# Supplied information
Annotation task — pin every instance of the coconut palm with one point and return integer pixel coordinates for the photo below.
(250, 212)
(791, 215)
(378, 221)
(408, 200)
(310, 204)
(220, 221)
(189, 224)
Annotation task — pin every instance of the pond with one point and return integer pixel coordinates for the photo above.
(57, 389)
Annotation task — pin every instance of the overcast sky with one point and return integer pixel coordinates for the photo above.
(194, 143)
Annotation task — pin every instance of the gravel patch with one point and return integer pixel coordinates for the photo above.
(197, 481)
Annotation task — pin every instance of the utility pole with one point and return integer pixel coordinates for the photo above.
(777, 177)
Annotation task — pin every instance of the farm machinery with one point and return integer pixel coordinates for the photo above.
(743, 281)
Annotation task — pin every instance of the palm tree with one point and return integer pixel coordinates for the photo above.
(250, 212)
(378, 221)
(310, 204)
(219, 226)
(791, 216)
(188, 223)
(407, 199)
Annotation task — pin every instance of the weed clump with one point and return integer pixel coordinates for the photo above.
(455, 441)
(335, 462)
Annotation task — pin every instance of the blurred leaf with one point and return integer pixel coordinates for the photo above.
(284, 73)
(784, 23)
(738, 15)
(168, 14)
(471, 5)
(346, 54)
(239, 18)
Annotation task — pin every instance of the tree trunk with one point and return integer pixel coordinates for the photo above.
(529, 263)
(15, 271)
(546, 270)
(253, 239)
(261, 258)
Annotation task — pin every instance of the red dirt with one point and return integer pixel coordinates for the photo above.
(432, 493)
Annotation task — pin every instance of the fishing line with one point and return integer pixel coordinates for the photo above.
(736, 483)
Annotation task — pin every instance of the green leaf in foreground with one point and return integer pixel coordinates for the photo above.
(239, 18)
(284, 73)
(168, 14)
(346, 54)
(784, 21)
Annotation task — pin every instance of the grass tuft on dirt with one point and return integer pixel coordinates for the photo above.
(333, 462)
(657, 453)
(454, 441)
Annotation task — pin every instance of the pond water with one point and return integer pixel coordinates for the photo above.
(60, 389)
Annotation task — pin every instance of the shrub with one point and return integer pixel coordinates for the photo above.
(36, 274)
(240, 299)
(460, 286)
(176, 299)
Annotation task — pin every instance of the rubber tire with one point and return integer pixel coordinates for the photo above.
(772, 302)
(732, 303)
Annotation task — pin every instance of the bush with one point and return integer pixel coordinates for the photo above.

# Task details
Reproduce all the data word for word.

# Full output
Annotation task — pin every instance of the coconut palm with one point and return integer pixel coordinates for the photo below.
(250, 212)
(791, 215)
(378, 221)
(408, 200)
(310, 204)
(220, 221)
(189, 224)
Annotation task — pin every instance of the pond with one point and return integer pixel coordinates for the photo above.
(57, 389)
Annotation task — pin every instance of the overcast sky with one point and return integer pixel coordinates for the photo above.
(194, 143)
Annotation task — pin every instance of the gravel patch with one point and return integer pixel coordinates for the photo above.
(197, 481)
Annotation task — pin every instance of the utility pole with one point and return integer pixel coordinates for the photo above.
(777, 177)
Annotation task — pin every instance of the farm machinery with one point and return integer pixel coordinates for the photo above.
(743, 281)
Annotation task — pin every instance of the palm tree with one point and return integer pixel coordinates for the photo above.
(250, 212)
(378, 221)
(310, 204)
(219, 226)
(791, 216)
(188, 223)
(407, 199)
Annotation task — pin every instance of the weed clump with one point and return integer pixel coordinates for the photo above.
(455, 441)
(335, 462)
Annotation task — pin every instance of the blurred leaf with one point and return integer pixel coordinates for the photo above.
(284, 73)
(784, 23)
(738, 15)
(168, 14)
(471, 5)
(346, 54)
(239, 18)
Annotation task — pin every instance of the tree trunk with one point and return integer pixel coordinates for the photo above.
(529, 263)
(15, 271)
(546, 270)
(253, 239)
(261, 258)
Annotation task — pin every instance of the red dirt with one point and return integer pixel coordinates for the photo above.
(432, 493)
Annotation task — pin every instance of the fishing line with one point and return integer pixel coordinates for the photo above.
(736, 483)
Annotation task — pin every instance of the green leaf in foreground with one point and return integer pixel coordinates for the photo above.
(239, 18)
(284, 73)
(168, 14)
(346, 54)
(784, 21)
Annotation task — pin every instance of the grass tuft on dirt with one point and return integer pixel coordinates for the photo above.
(333, 462)
(657, 453)
(454, 441)
Annotation task — pin every instance of the pond water with one point and return integer pixel coordinates for the photo above.
(60, 389)
Annotation task — pin every instance of the shrub with one point and return integer pixel coordinates for the photo above.
(36, 274)
(240, 299)
(460, 286)
(176, 299)
Annotation task — pin every instance of the rubber tire with one point and return integer pixel coordinates for the photo above.
(772, 302)
(732, 303)
Annotation task — pin every instance of the bush with one point and return integer pixel coordinates for the photo above.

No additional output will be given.